§ Requirements:
1. From the mobile game pricing text, copy word for word the passage that begins at "Another model developers" and stops after "is problematic though.".
2. Rewrite the paragraph of the mobile game pricing text that begins "IAP-powered games by large developers" as a short bulleted list that keeps its main facts.
3. According to the mobile game pricing text, which game did the writer buy on a direct recommendation?

§ Source document:
::::::
Consoles avoid this not only by placing a high bar to development, but also by straight-up rejecting games that aren’t up to their quality standards. (Whether they set the right bar is a different discussion, and I’m not qualified to participate). The closest thing on mobile is the “featured” section of the app stores, and the article you linked talks about the poor quality of the selection there, too. As a user, I’ve fallen back to word-of-mouth to learn about worthwhile games; the only one I’ve purchased in recent memory is Super Hexagon, based on a direct recommendation.
Another model developers can use is “pay what you want, above some minimum”, as popularized by Humble Bundle. This addresses customer segmentation to some extent, though of course you’re not reaching actual willingness-to-pay prices.
Neither of these are perfect models, but I think they do offer a way for developers to make a living by producing quality games instead of micropurchase drivel.
$60 to unlock the full game is still a lot less (and still considered reasonable by some) than the $1000-5000 some games reach if you tally up all the IAP content.
Comparing IAP for consumables to arcades is problematic though.
If a coin-op arcade racer offered you to race once for free, then charged 0.50 to race again, or $3 for a faster car as an option for your next race, or $99 for a 70-pack of nitro boosts, that would be a more accurate comparison. Now imagine that your coin-op arcade racer performance is tracked online, and if you spend beyond a certain threshold, you’re shown special content or developer communication because you are now a “whale” and they want to squeeze more cash out of you (standard FTP game industry procedure).
IAP-powered games by large developers are intentionally designed to punish you with long wait times after providing you a deceptively fast-paced and easy first section of the game (known as the “entry funnel”). Most app-reviews don’t get past this point, so the game is described positively in reviews. After that, you are hit with the “infinite money sync” (industry term). There is a level of analytics and intentional hooks into known reward/punishment human-addiction-causing patterns that goes far beyond what any arcade-game developer looked into.
In my opinion, the IAP model that most of these top-grossing games employ really is gross. EA and the like are choosing to damage the industry in exchange for a short-term revenue boost, all at the expense of their players and customers.
Apple and Google should address this, and I like your ideas. They could also simply punish developers utilizing this model by simply adding a “Total spending in this application: $XX” to the bottom of your confirm-your-purchase prompt in the OS.
“Following the old DOOM and QUAKE model of giving away the first levels and charging for the rest of them might work. …So for this model to work we are talking about $65 upgrade fees, minimum.”
You converted all the money amounts, and noted the difference in the competitor pool, but ignored the difference in the number of consumers. The Walking Dead is a game that is operating with a model similar to what you mention, but not charging $65.
I agree that IAP is more similar to the halcyon days of per-quarter arcade gaming than the current console market. I view the console market as being more analogous to the market for books, albums, and movies (home video, not theater). What worries me is that the markets for those media is drastically changing as well.
::::::
§ Dataset excerpt:
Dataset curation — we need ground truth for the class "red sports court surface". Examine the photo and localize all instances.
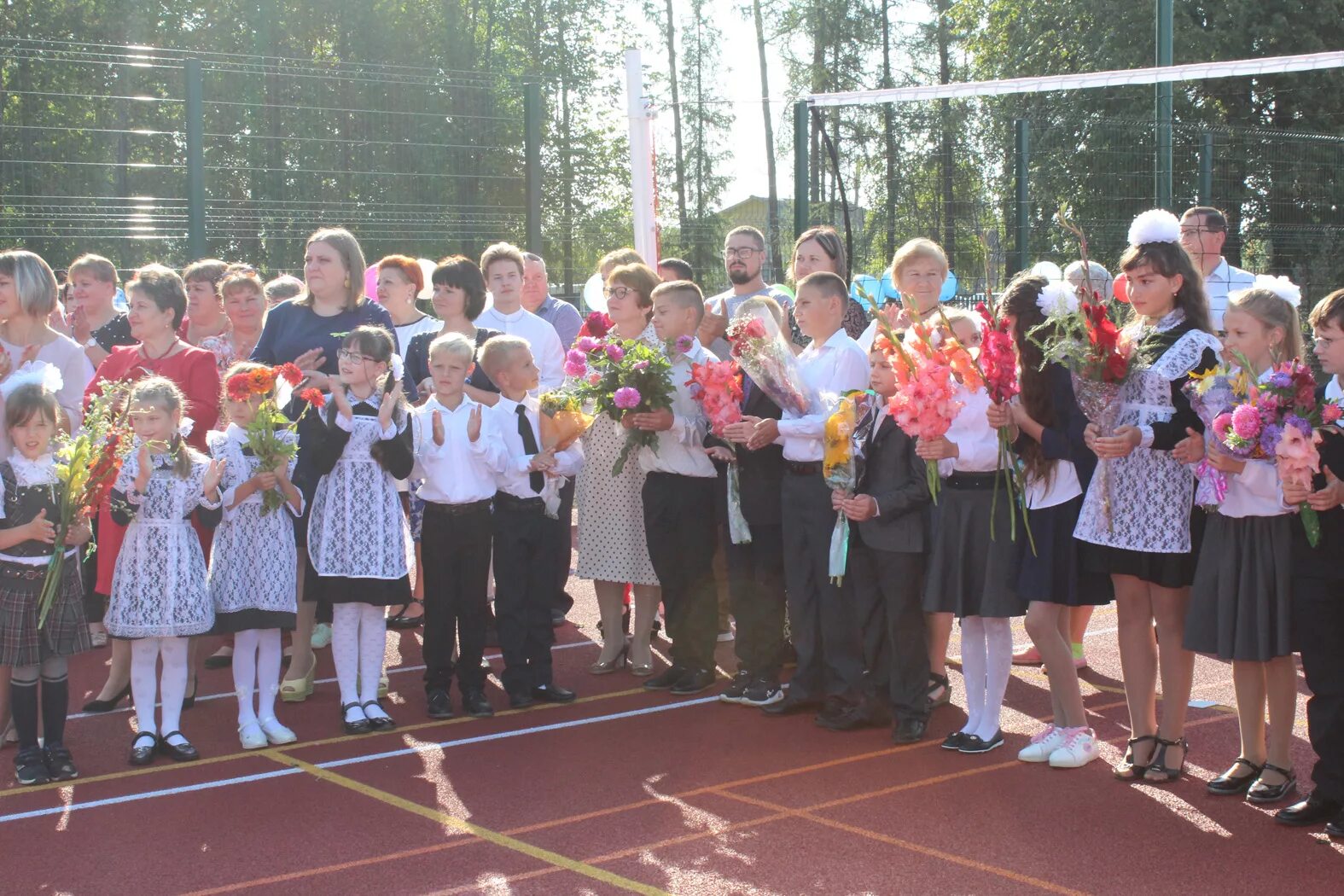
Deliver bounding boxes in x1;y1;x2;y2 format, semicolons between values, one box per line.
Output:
0;582;1344;894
::::::
§ Task answers:
1.
Another model developers can use is “pay what you want, above some minimum”, as popularized by Humble Bundle. This addresses customer segmentation to some extent, though of course you’re not reaching actual willingness-to-pay prices.
Neither of these are perfect models, but I think they do offer a way for developers to make a living by producing quality games instead of micropurchase drivel.
$60 to unlock the full game is still a lot less (and still considered reasonable by some) than the $1000-5000 some games reach if you tally up all the IAP content.
Comparing IAP for consumables to arcades is problematic though.

2.
- Large developers design IAP-powered games to punish players with long wait times after a deceptively fast-paced, easy first section known as the "entry funnel."
- Most app reviews don't get past this section, so reviews describe the game positively.
- Players then hit the "infinite money sync."
- These games use analytics and deliberate hooks into reward/punishment patterns known to cause addiction, far beyond anything arcade-game developers studied.

3. Super Hexagon.